__Document segment__.
(HealthDay News) — Patients with severe mental illness (SMI) have increased mortality after myocardial infarction, according to a study published online November 17 in the Journal of Internal Medicine.
Robert Bodén, MD, PhD, from Uppsala University in Sweden, and colleagues examined the impact of SMI on myocardial infarction survival in a population-based cohort study. Data were included for all 209,592 patients with a first diagnosis of myocardial infarction in the Swedish nationwide myocardial infarction register from 1997–2010. Exposure was defined as a diagnosis of SMI (i.e., bipolar disorder or schizophrenia) prior to infarction.

__Action item 1__.
Revise the report on the myocardial infarction study, starting at the words containing "Robert Bodén, MD, PhD, from" and ending with "prior to infarction.", so that "colleagues" reads "coauthors".
__Action item 2__.
For each statement, say whether it agrees with the report on the myocardial infarction study, and support each yes or no with the deciding words quoted from the report: (a) The study appeared in the Journal of Internal Medicine. (b) The cohort was limited to patients with a repeat myocardial infarction. (c) Severe mental illness was defined to include depression.
__Action item 3__.
Continue the report on the myocardial infarction study past the last sentence shown.
The items come from a separate source and are unrelated to the report above.

__Records supplied__.

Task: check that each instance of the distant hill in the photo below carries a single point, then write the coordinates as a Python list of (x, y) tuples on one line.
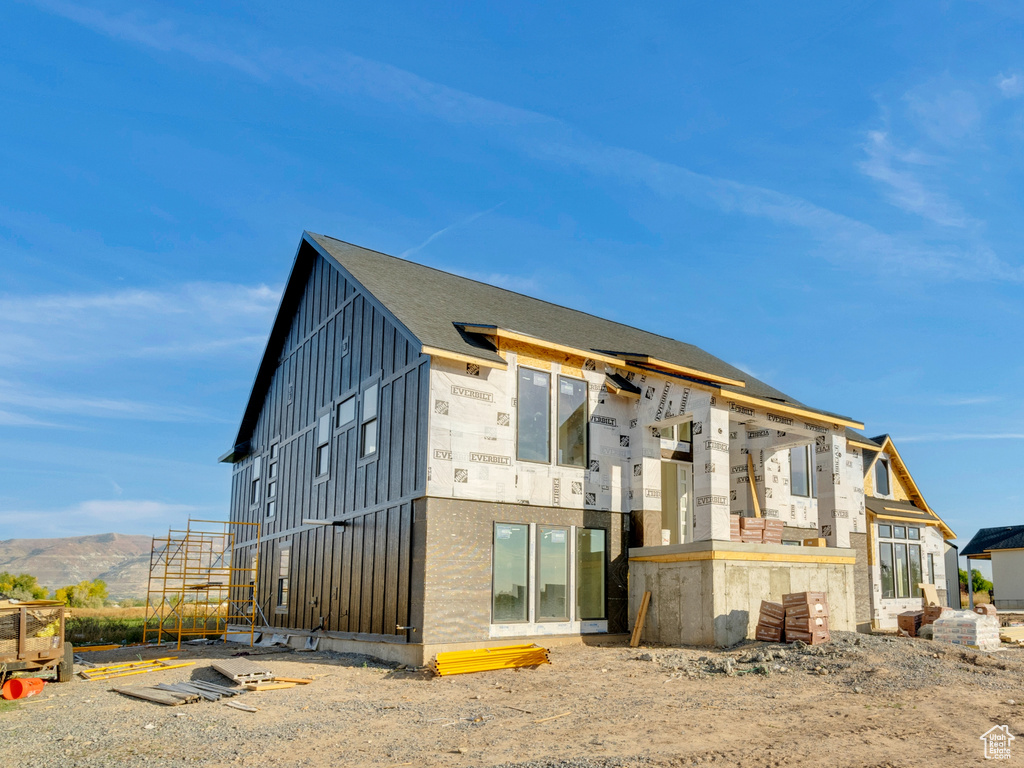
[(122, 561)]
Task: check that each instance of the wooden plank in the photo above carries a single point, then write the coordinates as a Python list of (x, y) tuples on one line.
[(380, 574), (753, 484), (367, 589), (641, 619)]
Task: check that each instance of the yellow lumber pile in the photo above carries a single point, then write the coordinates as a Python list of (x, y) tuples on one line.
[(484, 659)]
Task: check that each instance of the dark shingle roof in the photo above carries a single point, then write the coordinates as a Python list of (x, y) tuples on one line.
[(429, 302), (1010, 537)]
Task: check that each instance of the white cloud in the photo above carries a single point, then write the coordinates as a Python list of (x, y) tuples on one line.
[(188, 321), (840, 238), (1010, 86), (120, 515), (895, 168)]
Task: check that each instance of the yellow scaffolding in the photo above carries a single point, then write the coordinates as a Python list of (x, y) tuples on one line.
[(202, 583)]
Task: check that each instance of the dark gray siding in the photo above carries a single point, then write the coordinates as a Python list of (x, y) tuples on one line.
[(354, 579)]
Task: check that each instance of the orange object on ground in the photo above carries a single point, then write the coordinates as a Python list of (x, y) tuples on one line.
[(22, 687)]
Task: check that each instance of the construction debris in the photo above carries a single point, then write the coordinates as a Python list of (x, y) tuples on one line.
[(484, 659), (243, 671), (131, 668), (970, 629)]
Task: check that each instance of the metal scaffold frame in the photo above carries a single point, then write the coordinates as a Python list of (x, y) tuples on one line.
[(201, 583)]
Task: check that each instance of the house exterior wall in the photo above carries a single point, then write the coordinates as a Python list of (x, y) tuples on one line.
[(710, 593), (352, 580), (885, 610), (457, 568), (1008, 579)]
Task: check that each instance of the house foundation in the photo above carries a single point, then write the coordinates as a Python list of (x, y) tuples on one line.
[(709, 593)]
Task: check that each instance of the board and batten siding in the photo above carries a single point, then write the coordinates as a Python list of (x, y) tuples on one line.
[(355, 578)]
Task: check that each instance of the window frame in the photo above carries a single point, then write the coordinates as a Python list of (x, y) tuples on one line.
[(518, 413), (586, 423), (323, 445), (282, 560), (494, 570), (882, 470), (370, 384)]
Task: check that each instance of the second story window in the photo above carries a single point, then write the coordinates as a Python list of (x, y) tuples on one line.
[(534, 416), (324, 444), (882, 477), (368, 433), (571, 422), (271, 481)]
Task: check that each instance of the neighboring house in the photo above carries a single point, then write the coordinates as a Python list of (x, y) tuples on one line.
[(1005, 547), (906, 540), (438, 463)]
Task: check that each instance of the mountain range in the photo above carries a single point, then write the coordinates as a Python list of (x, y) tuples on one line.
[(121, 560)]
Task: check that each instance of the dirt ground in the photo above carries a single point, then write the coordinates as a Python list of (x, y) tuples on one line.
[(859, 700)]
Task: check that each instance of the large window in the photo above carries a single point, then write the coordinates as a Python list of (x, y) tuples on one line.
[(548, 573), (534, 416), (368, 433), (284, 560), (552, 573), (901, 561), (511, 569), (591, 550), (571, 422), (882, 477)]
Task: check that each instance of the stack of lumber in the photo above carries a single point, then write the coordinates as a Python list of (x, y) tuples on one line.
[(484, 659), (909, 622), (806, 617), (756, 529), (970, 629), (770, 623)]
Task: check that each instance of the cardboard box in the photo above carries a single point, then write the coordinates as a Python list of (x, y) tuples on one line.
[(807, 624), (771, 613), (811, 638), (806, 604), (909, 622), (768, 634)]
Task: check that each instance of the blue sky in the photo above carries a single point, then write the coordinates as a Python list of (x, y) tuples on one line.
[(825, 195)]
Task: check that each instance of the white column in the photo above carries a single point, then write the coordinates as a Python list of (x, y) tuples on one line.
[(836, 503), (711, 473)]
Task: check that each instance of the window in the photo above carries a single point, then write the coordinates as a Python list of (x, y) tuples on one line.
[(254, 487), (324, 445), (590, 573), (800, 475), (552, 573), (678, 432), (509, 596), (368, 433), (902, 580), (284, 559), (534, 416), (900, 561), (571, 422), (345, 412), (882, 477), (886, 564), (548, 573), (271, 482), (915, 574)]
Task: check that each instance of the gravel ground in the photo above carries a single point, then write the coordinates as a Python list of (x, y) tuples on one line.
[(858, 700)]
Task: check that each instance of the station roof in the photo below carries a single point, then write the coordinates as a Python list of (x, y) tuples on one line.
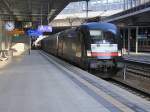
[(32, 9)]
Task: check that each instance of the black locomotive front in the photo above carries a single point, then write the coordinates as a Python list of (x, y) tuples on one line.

__Exercise output 1__.
Robert Bodén, MD, PhD, from Uppsala University in Sweden, and coauthors examined the impact of SMI on myocardial infarction survival in a population-based cohort study. Data were included for all 209,592 patients with a first diagnosis of myocardial infarction in the Swedish nationwide myocardial infarction register from 1997–2010. Exposure was defined as a diagnosis of SMI (i.e., bipolar disorder or schizophrenia) prior to infarction.

__Exercise output 2__.
(a) Yes: "published online November 17 in the Journal of Internal Medicine."
(b) No: "all 209,592 patients with a first diagnosis of myocardial infarction."
(c) No: "a diagnosis of SMI (i.e., bipolar disorder or schizophrenia) prior to infarction."

__Exercise output 3__.
The researchers found that the 442 patients with bipolar disorder and 541 with schizophrenia were younger than those without SMI (mean age 68 and 63 years, respectively, vs. 71 years). The overall 30-day mortality rate was 10% and the one-year mortality rate was 18%. In the fully adjusted model, patients with SMI had elevated 30-day mortality and one-year mortality (odds ratios, 1.99 and 2.11, respectively) compared with patients without SMI. Patients with schizophrenia had the highest mortality (odds ratios, 2.58 and 2.55 for 30-day and one-year mortality, respectively).
“SMI is associated with a marked higher mortality after myocardial infarction, even after accounting for contributing factors,” the authors write. “It is imperative to identify the reasons for this higher mortality.”